AIM OF THE TASK:
Please set down, exactly, the line with "Target: small building" and all lines that follow it through the end of the records below.

SOURCE RECORDS:

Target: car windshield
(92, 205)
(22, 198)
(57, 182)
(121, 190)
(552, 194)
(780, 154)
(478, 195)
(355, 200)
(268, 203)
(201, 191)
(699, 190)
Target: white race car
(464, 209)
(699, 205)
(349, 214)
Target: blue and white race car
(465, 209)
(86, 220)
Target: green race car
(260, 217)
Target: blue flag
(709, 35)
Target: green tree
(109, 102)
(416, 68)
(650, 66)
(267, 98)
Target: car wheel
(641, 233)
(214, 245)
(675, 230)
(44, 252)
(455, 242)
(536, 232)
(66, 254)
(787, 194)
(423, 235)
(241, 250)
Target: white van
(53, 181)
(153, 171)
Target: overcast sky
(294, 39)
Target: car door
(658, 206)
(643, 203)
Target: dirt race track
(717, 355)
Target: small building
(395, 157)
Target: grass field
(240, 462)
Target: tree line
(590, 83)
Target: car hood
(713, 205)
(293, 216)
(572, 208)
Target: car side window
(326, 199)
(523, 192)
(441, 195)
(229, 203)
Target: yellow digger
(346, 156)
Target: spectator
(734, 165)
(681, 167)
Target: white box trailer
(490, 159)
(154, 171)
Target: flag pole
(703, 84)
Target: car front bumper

RESULT BELOW:
Target: small building
(395, 157)
Target: grass field
(240, 462)
Target: tree line
(590, 83)
Target: car hood
(713, 205)
(293, 216)
(572, 208)
Target: car side window
(326, 199)
(523, 192)
(441, 195)
(229, 203)
Target: yellow digger
(346, 156)
Target: spectator
(734, 165)
(681, 167)
Target: white box trailer
(490, 159)
(154, 171)
Target: flag pole
(703, 84)
Target: car front bumper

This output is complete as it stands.